== Selected extract ==
A folder for the Inter-American Development Bank's 2018 Costa Rican Household Poverty Prediction Challenge
Author: Evan Gibson
- Summary
- File Descriptions
- Exploratory Analysis
- Feature Engineering
- Model Results
- Acknowledgments and References
Social programs have a hard time making sure the right people are given enough aid. It makes sense for these programs to establish thresholds for aid "worthiness." Income/expense measurements provide the standard baseline for credit worthiness in most parts of the world. But how can aid programs develop practical criteria when members of their target populations frequently lack "acceptable" income/expense verification? The least affluent members of any society often lack robust income/expense records; therefore, those individuals have a hard time proving that they qualify for certain aid programs.

== Available data ==
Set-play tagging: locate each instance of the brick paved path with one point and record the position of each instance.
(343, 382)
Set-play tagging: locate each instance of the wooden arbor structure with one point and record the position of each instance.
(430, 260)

== Given exercise A ==
Copy the stretch of the poverty-prediction project text from "A folder for" through "certain aid programs.".
== Given exercise B ==
Carry the Costa Rican household poverty text forward from its final sentence.
The material placed after the Costa Rican poverty-prediction text is separate from that text.

== Expected answer A ==
A folder for the Inter-American Development Bank's 2018 Costa Rican Household Poverty Prediction Challenge
Author: Evan Gibson
- Summary
- File Descriptions
- Exploratory Analysis
- Feature Engineering
- Model Results
- Acknowledgments and References
Social programs have a hard time making sure the right people are given enough aid. It makes sense for these programs to establish thresholds for aid "worthiness." Income/expense measurements provide the standard baseline for credit worthiness in most parts of the world. But how can aid programs develop practical criteria when members of their target populations frequently lack "acceptable" income/expense verification? The least affluent members of any society often lack robust income/expense records; therefore, those individuals have a hard time proving that they qualify for certain aid programs.

== Expected answer B ==
Microfinance organizations around the world have spent years developing "just right" methods to determine how their funds should be allocated. To make things difficult for those organizations, the poorest segment of any population experiences especially acute outlier circumstances. From income level to the number of mobile phones, the variability of descriptive characteristics among those who occupy the poorest level of society is staggering. In Latin America, one popular method utilizes a unique algorithm to verify income qualification using measurable characteristics outside of income/expense records. It’s called the Proxy Means Test (or PMT). With PMT, agencies use a model that considers a family’s observable household attributes like the material of their walls and ceiling, or the assets found in the home to classify them and predict their level of need.
Even with the nuanced approach of the PMT, accuracy (among other metrics) remains a problem. As the Latin American population grows and poverty declines, reorientation of the PMT is necessary. The Inter-American Development Bank (IDB) has launched a public Kaggle competition to improve the PMT. The IDB is branching away from traditional econometrics in an effort to attain better, more reliable predictions.
Beyond Costa Rica, many countries face this same problem of inaccurately assessing social need.
The present repository will address the following:
- Detail the author's exploration of the given data.
- Attempts to tune an alternative PMT model.
- Investigate the PMT as a concept for the betterment of development practices.
The Target
variable is classified (ordinally) as follows:
- 1 = extreme poverty
- 2 = moderate poverty
- 3 = vulnerable households
- 4 = non vulnerable households
- simple_predictions (Folder)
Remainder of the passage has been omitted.